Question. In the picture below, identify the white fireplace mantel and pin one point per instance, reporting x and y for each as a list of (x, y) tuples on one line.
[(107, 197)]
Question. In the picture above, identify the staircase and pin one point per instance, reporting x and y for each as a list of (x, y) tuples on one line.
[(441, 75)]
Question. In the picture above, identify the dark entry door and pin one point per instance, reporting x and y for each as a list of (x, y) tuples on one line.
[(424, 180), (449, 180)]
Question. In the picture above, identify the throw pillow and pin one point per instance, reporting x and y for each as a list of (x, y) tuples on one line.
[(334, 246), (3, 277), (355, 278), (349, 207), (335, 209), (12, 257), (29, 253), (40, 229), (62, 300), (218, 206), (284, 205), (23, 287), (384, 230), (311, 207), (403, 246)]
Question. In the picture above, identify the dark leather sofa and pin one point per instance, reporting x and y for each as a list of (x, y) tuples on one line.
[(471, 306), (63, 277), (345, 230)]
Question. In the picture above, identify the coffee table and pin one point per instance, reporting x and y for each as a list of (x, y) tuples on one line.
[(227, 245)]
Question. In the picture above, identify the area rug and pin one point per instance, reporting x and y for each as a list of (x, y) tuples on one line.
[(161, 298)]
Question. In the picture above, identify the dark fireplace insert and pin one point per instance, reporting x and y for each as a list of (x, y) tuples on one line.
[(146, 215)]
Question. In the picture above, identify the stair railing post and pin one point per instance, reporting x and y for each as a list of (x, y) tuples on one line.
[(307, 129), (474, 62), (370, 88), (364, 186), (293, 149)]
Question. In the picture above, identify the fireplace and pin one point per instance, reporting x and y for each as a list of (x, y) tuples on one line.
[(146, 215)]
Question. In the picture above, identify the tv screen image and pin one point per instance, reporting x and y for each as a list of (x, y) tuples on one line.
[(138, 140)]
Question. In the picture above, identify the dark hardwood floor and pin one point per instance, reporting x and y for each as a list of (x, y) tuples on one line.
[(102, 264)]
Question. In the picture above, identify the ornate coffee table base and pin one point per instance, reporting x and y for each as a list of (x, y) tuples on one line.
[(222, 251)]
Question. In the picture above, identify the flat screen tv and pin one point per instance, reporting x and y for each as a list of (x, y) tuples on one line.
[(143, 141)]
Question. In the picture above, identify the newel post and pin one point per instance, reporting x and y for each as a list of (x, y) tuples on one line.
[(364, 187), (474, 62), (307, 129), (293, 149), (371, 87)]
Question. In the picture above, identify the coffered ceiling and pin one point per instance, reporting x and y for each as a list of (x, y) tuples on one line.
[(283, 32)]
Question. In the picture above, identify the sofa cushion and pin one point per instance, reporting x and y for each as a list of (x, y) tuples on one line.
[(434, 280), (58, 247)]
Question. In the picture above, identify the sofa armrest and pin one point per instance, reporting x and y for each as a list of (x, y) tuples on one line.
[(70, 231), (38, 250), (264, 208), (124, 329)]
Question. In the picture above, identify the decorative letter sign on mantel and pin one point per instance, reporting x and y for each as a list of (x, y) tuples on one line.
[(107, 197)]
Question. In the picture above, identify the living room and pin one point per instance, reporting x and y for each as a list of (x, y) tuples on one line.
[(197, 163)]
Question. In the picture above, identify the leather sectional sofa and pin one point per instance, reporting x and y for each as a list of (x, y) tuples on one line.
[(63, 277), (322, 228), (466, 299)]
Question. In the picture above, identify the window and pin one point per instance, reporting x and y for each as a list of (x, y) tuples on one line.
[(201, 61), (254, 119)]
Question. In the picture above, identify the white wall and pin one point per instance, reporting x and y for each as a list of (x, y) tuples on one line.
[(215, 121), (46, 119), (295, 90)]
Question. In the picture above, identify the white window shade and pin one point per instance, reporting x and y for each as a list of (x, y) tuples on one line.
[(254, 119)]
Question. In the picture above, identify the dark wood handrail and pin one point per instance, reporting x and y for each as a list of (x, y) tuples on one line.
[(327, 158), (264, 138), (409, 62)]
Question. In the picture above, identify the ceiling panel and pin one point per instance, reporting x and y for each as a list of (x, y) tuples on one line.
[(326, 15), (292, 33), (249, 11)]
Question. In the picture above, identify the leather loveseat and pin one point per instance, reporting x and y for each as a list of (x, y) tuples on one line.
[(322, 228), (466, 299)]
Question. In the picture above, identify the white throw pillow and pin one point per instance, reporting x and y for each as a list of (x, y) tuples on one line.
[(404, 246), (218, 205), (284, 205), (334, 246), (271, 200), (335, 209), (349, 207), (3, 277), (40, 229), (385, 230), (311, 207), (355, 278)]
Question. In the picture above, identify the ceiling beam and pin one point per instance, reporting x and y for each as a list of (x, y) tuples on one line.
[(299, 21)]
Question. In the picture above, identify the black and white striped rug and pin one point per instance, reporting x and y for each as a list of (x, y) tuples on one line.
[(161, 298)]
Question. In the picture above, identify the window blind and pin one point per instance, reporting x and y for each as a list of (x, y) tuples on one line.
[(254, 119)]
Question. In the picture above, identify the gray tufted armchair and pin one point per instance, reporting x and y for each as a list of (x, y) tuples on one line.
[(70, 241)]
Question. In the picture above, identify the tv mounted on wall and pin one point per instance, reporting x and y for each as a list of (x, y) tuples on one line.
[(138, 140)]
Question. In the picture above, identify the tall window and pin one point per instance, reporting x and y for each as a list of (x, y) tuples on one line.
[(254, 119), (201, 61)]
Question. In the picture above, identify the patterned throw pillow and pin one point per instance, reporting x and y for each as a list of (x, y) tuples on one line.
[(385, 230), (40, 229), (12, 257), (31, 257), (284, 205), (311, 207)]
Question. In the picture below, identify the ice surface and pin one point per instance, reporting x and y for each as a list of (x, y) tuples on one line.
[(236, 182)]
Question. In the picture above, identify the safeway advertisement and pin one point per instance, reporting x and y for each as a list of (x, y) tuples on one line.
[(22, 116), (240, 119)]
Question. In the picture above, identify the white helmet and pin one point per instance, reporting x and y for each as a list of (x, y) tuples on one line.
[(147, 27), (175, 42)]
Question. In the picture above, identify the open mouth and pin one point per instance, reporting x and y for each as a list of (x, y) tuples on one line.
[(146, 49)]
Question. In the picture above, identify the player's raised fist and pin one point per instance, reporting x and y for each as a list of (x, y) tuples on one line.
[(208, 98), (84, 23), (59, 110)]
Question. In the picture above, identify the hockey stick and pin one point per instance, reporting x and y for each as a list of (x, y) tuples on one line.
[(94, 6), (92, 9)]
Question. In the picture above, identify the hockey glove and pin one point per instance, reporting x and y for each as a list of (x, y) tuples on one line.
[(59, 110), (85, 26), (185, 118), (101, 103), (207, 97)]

• Aim of the task
Express the data between the lines holding "Question. In the picture above, identify the player's" and "[(94, 6), (92, 9)]", inclusive, as a Markdown table with the columns Row and Content. Number each line and leave out any blank lines.

• Final result
| Row | Content |
|---|---|
| 1 | Question. In the picture above, identify the player's raised fist and pin one point per instance, reporting x and y for each as a list of (x, y) tuples on one line. |
| 2 | [(208, 98), (84, 23), (59, 110)] |
| 3 | Question. In the picture above, identify the hockey stick and pin one point per instance, reporting x and y for each as a list of (x, y) tuples on one line. |
| 4 | [(94, 6), (92, 9)] |